> [What you are asked to do] Find every line in the rows below that contains the word "frozen", and copy each of those lines.

> [Data to process]
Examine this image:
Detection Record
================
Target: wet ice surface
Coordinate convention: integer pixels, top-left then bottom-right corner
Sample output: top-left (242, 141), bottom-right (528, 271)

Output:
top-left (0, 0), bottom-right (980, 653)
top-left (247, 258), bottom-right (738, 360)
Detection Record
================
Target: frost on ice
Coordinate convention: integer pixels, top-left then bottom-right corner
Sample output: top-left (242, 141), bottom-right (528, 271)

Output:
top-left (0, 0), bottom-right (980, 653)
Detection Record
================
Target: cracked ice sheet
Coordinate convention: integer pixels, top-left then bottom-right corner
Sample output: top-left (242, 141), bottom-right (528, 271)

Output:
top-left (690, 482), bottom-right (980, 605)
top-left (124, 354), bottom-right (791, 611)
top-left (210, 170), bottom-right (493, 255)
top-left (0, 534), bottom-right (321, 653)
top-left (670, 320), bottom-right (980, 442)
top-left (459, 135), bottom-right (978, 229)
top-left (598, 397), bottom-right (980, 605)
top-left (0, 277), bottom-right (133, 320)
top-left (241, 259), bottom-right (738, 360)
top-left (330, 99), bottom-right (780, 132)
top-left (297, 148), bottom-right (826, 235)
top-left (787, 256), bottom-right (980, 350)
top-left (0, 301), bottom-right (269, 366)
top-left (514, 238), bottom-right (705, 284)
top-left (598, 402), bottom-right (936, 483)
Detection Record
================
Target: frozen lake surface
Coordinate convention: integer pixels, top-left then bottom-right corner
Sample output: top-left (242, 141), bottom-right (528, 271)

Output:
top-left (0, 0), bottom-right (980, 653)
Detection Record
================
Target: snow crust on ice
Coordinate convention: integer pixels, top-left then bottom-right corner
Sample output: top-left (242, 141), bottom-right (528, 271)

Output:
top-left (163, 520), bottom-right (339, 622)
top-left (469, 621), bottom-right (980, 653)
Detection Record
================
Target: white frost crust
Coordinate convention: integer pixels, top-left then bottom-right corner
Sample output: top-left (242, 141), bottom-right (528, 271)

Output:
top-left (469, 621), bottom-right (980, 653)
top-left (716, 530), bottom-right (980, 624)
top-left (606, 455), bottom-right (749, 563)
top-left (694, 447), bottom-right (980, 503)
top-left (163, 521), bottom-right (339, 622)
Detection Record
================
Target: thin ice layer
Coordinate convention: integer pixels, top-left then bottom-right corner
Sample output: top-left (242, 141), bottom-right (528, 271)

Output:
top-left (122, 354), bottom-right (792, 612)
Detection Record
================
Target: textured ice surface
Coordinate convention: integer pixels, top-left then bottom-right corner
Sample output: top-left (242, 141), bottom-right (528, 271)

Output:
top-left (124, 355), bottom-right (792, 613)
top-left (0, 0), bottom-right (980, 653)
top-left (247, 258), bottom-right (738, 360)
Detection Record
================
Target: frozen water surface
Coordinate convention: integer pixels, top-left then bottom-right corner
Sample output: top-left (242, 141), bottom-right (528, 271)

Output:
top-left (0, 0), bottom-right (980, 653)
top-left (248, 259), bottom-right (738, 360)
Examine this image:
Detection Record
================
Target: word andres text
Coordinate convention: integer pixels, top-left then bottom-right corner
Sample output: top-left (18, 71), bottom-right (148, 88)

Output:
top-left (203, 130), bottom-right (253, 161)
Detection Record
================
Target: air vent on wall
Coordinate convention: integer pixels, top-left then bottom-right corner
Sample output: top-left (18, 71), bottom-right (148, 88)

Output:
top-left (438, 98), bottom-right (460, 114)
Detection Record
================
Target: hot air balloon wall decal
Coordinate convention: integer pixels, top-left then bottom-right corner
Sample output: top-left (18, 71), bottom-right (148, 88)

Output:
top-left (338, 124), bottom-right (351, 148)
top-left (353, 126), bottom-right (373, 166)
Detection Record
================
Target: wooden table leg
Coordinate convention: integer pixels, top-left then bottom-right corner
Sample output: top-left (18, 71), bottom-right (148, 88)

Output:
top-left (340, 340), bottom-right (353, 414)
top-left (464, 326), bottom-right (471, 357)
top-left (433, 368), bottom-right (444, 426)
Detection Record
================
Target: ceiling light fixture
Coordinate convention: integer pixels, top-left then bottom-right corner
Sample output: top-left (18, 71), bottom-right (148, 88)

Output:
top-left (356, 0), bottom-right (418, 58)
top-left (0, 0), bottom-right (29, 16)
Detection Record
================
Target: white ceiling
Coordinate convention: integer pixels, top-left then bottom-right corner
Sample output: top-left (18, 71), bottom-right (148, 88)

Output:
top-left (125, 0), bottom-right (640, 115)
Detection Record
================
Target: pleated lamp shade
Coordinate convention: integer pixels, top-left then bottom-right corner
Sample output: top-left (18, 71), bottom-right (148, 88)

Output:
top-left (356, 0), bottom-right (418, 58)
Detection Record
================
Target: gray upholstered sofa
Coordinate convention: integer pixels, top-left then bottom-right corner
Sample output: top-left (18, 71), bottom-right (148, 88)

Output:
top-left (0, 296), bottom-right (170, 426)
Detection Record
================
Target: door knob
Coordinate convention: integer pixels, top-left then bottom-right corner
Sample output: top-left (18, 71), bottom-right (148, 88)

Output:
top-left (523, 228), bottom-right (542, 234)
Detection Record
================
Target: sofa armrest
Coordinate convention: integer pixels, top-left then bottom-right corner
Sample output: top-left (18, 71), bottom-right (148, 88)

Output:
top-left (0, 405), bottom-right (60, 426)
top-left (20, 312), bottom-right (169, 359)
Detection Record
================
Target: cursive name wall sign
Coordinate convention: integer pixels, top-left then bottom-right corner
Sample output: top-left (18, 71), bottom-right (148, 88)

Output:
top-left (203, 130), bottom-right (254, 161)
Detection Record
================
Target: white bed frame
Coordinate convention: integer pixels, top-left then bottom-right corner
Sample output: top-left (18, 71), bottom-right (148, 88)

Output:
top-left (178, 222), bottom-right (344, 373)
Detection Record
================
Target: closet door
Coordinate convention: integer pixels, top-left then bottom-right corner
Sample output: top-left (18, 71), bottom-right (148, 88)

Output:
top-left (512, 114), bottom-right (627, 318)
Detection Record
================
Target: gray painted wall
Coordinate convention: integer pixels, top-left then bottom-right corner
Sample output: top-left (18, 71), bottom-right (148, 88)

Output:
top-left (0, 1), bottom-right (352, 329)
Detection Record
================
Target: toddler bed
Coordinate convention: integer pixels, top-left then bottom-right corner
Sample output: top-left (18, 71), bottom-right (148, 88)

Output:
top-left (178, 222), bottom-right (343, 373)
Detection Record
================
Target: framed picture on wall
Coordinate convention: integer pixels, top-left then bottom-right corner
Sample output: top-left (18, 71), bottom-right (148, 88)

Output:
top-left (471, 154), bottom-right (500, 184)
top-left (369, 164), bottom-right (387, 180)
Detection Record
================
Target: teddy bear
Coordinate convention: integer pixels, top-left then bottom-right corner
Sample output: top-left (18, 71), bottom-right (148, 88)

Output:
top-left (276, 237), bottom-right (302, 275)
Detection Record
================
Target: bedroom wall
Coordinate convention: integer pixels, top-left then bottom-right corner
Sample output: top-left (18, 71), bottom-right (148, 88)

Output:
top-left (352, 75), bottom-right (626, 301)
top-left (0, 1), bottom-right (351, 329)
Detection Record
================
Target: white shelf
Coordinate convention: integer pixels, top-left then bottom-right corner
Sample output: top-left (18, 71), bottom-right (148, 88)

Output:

--

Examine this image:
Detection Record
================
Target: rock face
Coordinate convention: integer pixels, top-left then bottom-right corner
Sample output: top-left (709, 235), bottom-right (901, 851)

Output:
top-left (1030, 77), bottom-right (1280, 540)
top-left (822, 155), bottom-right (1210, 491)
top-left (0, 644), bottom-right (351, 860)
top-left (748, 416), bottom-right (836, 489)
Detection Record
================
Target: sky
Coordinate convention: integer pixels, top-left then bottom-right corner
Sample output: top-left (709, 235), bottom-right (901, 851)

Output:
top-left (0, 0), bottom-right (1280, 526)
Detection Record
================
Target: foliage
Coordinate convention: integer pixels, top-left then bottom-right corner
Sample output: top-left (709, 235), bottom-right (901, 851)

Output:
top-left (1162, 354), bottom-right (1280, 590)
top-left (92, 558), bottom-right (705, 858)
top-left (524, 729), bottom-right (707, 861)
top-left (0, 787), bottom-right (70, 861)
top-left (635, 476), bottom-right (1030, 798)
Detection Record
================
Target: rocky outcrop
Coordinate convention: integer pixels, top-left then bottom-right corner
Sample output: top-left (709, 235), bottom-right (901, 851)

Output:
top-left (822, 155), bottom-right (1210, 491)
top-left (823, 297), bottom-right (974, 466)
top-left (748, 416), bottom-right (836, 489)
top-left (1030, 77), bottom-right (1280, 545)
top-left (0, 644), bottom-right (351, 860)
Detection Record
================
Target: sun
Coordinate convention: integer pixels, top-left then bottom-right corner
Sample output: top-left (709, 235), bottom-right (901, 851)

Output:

...

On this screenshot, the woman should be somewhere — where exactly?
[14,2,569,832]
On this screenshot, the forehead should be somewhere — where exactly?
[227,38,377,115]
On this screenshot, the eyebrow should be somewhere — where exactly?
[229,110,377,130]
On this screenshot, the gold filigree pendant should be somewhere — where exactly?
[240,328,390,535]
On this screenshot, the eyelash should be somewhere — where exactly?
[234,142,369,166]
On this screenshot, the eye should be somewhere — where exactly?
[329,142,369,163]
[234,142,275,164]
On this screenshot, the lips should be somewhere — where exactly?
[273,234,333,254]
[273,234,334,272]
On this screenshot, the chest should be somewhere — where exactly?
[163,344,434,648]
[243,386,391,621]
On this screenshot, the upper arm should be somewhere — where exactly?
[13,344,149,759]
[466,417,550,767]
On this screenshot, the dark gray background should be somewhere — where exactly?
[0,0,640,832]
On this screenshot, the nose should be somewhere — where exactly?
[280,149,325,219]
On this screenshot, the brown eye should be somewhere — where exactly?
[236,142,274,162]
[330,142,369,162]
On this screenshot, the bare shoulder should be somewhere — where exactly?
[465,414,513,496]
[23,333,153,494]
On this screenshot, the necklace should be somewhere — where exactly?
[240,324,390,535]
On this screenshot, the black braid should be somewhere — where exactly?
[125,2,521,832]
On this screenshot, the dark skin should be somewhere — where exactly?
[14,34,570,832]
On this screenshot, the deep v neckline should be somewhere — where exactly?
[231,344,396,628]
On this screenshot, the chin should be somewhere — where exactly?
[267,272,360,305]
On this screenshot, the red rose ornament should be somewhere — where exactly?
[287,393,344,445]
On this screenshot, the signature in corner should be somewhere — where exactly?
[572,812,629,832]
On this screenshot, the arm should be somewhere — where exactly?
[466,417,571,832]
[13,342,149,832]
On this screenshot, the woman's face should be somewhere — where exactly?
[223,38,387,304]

> [Answer to this task]
Target: frozen lake surface
Target: frozen water surface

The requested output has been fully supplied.